What you should do:
Retype the material below word for word, starting with the line that contains "TARGET = hillside" and going on through the last line of the material.

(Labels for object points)
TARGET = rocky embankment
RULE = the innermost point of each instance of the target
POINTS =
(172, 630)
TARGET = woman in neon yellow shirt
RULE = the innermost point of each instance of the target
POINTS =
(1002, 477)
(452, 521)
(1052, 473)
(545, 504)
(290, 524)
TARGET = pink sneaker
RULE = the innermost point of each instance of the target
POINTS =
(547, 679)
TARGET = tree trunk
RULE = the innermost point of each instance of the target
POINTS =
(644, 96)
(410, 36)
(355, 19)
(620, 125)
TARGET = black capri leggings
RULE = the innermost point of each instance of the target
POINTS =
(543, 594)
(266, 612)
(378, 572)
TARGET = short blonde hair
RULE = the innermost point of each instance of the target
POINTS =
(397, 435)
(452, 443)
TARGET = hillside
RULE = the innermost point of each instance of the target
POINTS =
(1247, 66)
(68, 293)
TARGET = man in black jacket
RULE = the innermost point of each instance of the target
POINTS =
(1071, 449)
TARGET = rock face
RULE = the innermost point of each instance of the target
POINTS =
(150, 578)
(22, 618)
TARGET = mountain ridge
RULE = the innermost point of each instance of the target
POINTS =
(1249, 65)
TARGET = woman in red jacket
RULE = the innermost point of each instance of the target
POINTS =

Worked answer:
TARGET = hillside
RULE = the innermost point of each instance of the target
POINTS =
(1247, 66)
(68, 293)
TARGET = man in black jacket
RULE = the innermost point of each instance of the target
POINTS =
(1071, 449)
TARGET = rock face
RULE = the innermost point of each instance of the target
POINTS =
(150, 578)
(22, 618)
TARGET = mountain ridge
RULE = the innermost point of each instance of the target
POINTS =
(1249, 65)
TARGET = woman in red jacket
RULE = the innermost point of each instance of the target
POINTS =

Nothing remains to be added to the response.